Locate the line that contains "Where can you find the ram's face?". Reproduce it and all following lines up to the end of the material, exactly and with nothing added.

------ PROVIDED MATERIAL

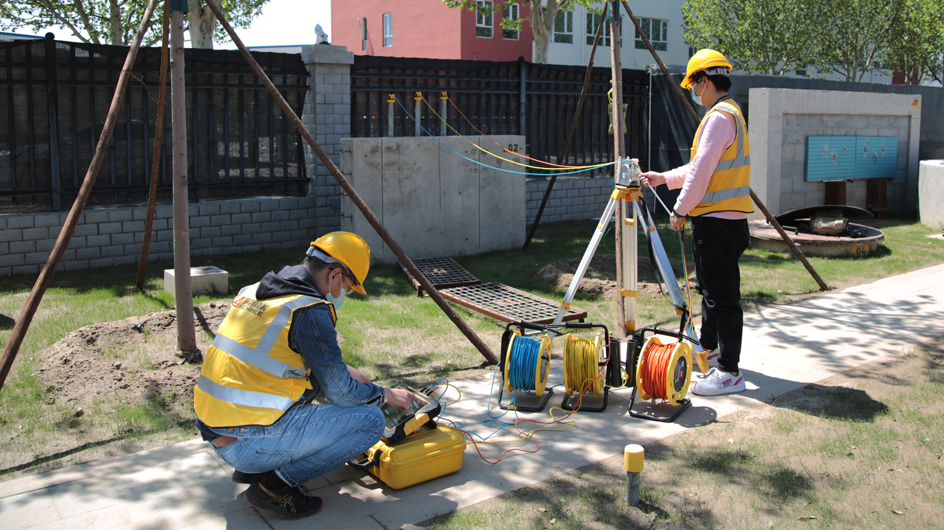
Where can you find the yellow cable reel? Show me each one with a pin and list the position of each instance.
(541, 367)
(672, 385)
(582, 358)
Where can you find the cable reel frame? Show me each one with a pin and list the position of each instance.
(542, 366)
(613, 376)
(677, 378)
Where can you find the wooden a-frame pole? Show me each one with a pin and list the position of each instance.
(68, 228)
(770, 218)
(349, 189)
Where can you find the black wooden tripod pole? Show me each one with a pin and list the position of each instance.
(770, 218)
(355, 198)
(570, 135)
(68, 228)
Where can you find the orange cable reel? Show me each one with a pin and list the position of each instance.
(664, 371)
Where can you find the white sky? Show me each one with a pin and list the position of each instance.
(282, 22)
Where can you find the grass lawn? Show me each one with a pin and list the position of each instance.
(391, 335)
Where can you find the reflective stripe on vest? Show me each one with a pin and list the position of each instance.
(263, 362)
(244, 397)
(729, 188)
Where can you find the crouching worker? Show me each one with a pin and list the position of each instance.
(274, 350)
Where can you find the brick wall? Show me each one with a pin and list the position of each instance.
(796, 193)
(108, 237)
(571, 199)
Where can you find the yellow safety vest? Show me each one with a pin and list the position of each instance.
(730, 186)
(251, 376)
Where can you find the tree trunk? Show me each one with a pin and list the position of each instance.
(201, 22)
(542, 24)
(114, 24)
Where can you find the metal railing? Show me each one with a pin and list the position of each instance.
(54, 97)
(513, 98)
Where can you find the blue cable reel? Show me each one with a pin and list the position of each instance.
(524, 364)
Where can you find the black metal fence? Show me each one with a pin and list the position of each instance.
(54, 97)
(487, 98)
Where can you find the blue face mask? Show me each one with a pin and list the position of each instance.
(696, 99)
(336, 302)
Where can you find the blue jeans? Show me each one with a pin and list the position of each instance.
(308, 441)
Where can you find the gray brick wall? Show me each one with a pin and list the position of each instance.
(109, 237)
(571, 199)
(327, 115)
(797, 193)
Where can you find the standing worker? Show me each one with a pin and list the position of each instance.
(274, 350)
(716, 187)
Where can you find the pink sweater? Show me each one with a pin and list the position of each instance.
(717, 134)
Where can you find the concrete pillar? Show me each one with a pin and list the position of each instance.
(327, 114)
(931, 193)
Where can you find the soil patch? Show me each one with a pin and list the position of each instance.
(600, 276)
(82, 367)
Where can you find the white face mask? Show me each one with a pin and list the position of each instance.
(336, 302)
(696, 98)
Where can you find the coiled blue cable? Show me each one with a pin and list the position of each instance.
(524, 359)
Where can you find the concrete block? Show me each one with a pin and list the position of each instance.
(123, 214)
(49, 219)
(203, 280)
(931, 194)
(109, 228)
(37, 233)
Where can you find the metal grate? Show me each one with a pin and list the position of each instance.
(508, 304)
(442, 273)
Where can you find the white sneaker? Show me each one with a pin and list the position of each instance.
(717, 382)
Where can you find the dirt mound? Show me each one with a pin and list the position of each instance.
(84, 365)
(600, 276)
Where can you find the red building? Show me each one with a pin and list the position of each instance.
(429, 29)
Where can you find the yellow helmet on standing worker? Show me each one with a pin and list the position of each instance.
(347, 249)
(704, 60)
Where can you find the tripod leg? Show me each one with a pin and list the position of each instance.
(587, 256)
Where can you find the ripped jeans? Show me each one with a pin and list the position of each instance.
(309, 440)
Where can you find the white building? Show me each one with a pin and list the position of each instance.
(662, 21)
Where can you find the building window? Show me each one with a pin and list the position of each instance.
(388, 29)
(657, 31)
(483, 19)
(592, 22)
(564, 26)
(509, 12)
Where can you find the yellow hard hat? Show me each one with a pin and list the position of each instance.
(347, 249)
(711, 61)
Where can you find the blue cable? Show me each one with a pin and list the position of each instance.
(493, 167)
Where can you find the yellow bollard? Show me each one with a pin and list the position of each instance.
(633, 457)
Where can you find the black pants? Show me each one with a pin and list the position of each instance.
(719, 244)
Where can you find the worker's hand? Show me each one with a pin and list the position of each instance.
(652, 178)
(357, 375)
(400, 398)
(676, 221)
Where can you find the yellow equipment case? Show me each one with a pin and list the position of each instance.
(434, 451)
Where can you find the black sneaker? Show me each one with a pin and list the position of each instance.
(289, 503)
(246, 478)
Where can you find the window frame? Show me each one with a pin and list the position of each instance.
(485, 22)
(661, 44)
(388, 37)
(510, 34)
(565, 35)
(592, 21)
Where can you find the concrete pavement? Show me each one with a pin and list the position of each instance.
(186, 486)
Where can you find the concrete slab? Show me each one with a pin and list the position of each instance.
(186, 486)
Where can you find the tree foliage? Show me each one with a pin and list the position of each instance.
(116, 21)
(845, 37)
(542, 14)
(916, 46)
(766, 36)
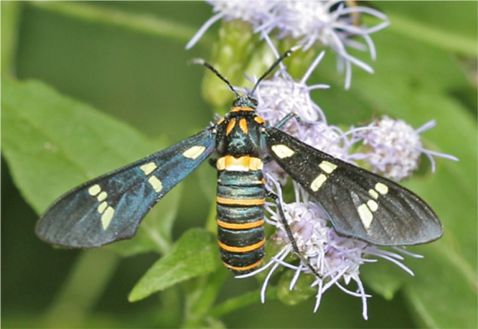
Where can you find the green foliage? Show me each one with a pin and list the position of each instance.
(194, 254)
(52, 142)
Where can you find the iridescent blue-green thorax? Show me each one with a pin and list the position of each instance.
(240, 189)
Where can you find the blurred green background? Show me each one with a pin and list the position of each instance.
(127, 60)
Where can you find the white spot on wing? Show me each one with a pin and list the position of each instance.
(327, 166)
(155, 183)
(282, 151)
(366, 215)
(94, 190)
(381, 188)
(194, 152)
(107, 217)
(148, 168)
(317, 183)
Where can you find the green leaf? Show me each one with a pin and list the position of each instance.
(53, 143)
(384, 278)
(194, 254)
(141, 23)
(11, 11)
(446, 24)
(444, 297)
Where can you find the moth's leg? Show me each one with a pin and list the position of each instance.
(288, 231)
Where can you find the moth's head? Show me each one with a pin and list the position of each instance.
(245, 101)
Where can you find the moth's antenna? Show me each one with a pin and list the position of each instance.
(201, 61)
(273, 66)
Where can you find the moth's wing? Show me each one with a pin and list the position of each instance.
(111, 207)
(359, 203)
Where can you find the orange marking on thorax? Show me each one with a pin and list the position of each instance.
(243, 126)
(244, 163)
(241, 108)
(259, 120)
(230, 126)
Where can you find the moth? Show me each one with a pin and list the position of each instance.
(358, 203)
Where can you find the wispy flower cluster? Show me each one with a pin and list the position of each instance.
(336, 259)
(326, 23)
(395, 147)
(389, 146)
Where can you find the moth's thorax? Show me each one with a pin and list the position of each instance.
(240, 132)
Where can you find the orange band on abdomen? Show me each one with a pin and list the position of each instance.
(243, 268)
(239, 226)
(244, 249)
(240, 202)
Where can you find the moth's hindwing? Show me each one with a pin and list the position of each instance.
(110, 207)
(359, 203)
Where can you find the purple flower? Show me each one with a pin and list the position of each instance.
(329, 23)
(335, 258)
(395, 147)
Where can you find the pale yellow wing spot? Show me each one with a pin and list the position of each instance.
(194, 152)
(373, 193)
(107, 217)
(372, 205)
(381, 188)
(282, 151)
(94, 190)
(327, 166)
(148, 168)
(155, 183)
(102, 207)
(365, 215)
(317, 182)
(102, 196)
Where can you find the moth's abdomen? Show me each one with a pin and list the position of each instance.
(240, 212)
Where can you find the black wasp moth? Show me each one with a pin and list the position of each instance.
(358, 203)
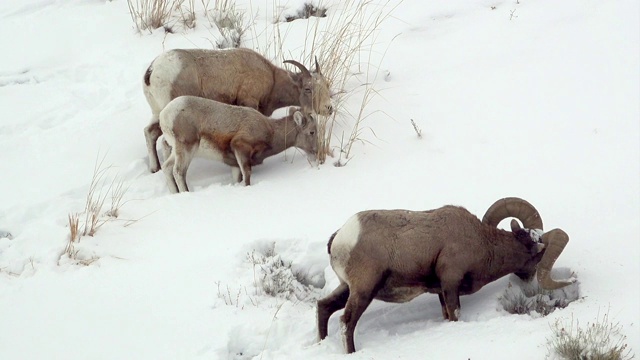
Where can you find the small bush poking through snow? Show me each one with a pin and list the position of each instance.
(601, 340)
(230, 22)
(308, 10)
(274, 277)
(525, 298)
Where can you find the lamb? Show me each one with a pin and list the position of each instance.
(238, 136)
(396, 255)
(232, 76)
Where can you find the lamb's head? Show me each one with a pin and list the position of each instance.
(545, 247)
(306, 131)
(314, 90)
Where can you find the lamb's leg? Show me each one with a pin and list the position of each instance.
(167, 168)
(152, 132)
(327, 306)
(183, 155)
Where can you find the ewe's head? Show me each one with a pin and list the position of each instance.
(306, 131)
(544, 247)
(314, 90)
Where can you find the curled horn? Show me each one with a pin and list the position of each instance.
(302, 68)
(554, 241)
(513, 207)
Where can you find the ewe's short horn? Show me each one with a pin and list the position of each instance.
(318, 67)
(554, 241)
(513, 207)
(302, 68)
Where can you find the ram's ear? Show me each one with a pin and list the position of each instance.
(299, 118)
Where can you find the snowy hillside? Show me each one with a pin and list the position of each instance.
(535, 99)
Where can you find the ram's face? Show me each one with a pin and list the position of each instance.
(315, 94)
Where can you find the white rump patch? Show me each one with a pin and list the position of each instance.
(536, 234)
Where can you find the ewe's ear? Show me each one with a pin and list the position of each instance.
(515, 226)
(299, 118)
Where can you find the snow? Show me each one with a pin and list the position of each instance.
(541, 103)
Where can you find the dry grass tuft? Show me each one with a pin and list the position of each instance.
(601, 340)
(149, 15)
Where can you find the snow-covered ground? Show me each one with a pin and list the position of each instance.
(536, 99)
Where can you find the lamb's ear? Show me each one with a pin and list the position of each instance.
(299, 118)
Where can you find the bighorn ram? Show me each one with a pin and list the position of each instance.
(238, 136)
(232, 76)
(396, 255)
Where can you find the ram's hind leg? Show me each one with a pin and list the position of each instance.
(183, 155)
(167, 168)
(330, 304)
(451, 298)
(152, 132)
(361, 293)
(242, 151)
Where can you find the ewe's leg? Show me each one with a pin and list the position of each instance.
(236, 175)
(183, 156)
(167, 168)
(444, 306)
(152, 132)
(242, 150)
(327, 306)
(166, 149)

------------

■ REPLY TO THE TASK
Where can you find the ram's face? Show me each one with a pin and list the position of each instance.
(315, 94)
Where can you find the white rump patch? Show me each one with a pin and list the position of each instance.
(536, 234)
Where can you find the ewe's ear? Show me each one with a pin and list the position of each instance.
(515, 226)
(299, 118)
Where can you find the snow? Show me each one with a pin and list the position of each instance.
(541, 103)
Where can you find the dry grass tuft? Show me each one with a pin and list the position of each instance.
(601, 340)
(149, 15)
Where can you find the snow-covered ground? Show me each one with a pin and list the position of each instance.
(536, 99)
Where can you find the lamb's ear? Show me each one with a pin and list the position of each instance.
(299, 118)
Where can you find the bighorn ram? Show me each one with a pin and list the position of each instance.
(238, 136)
(232, 76)
(396, 255)
Where can you find the ram's hind leg? Show me each one with a pin and list the position of each instance.
(183, 155)
(167, 168)
(330, 304)
(451, 298)
(152, 132)
(361, 293)
(242, 151)
Where can you find the ewe's leg? Show me each one with a pin and list the position of each instance.
(236, 175)
(183, 156)
(167, 168)
(444, 306)
(152, 132)
(242, 150)
(327, 306)
(166, 149)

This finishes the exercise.